## Rows:
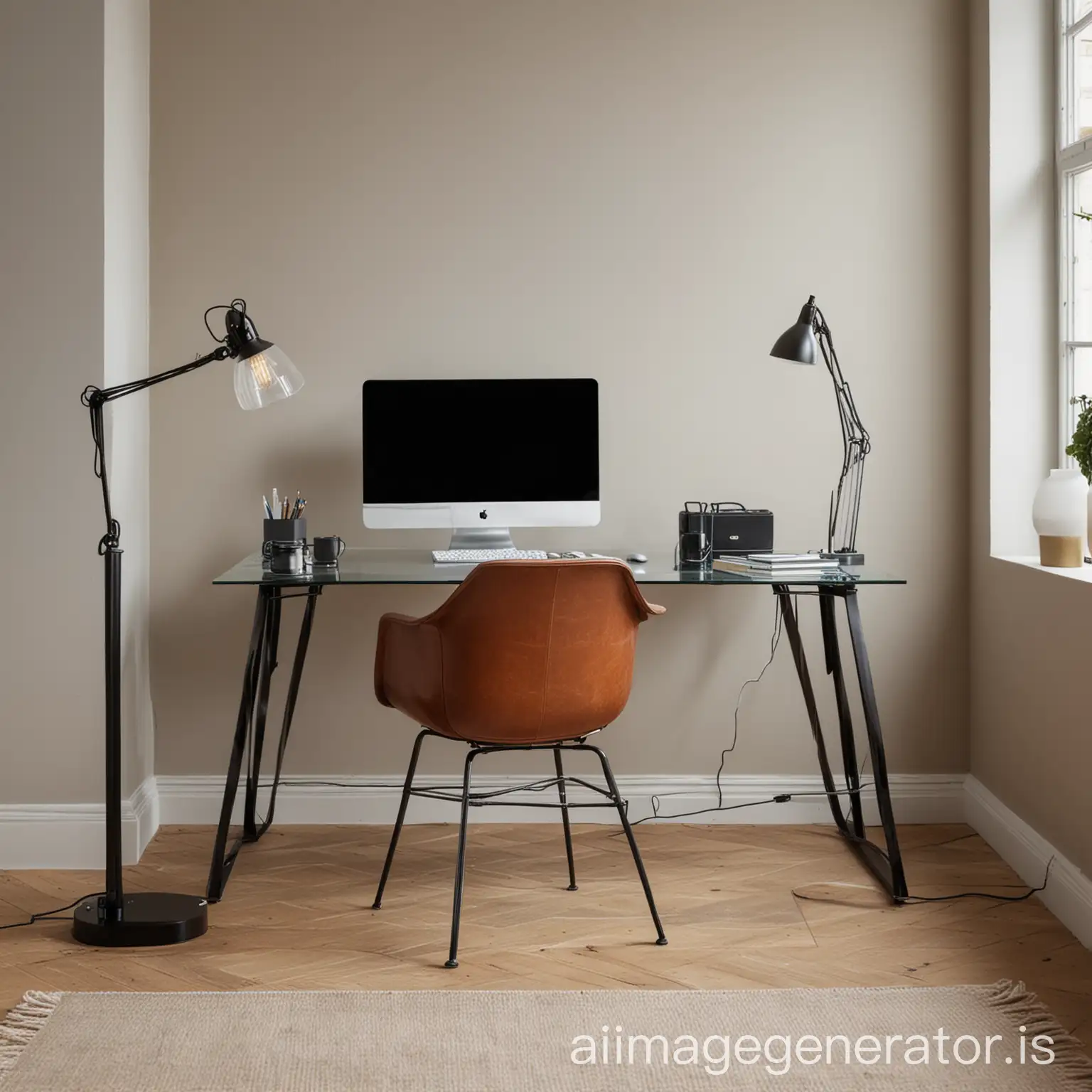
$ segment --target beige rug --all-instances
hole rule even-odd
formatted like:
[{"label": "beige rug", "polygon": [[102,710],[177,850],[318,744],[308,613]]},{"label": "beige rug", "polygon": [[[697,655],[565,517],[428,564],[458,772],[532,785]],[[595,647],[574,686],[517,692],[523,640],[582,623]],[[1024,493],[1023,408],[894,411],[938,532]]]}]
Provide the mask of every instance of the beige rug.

## Written request:
Turn the listing into a numbered list with one item per line and no blank lines, and leave the picture out.

## Answer to the exercise:
1. $ segment --target beige rug --all-instances
2. hole rule even-odd
3. formatted like:
4. [{"label": "beige rug", "polygon": [[102,710],[177,850],[318,744],[308,613]]},{"label": "beige rug", "polygon": [[[697,655],[565,517],[428,564],[458,772],[532,785]],[[595,647],[574,686],[517,692],[523,640],[582,623]],[[1024,493],[1023,408],[894,411],[938,532]]]}]
5. Provide the mask of every instance of the beige rug.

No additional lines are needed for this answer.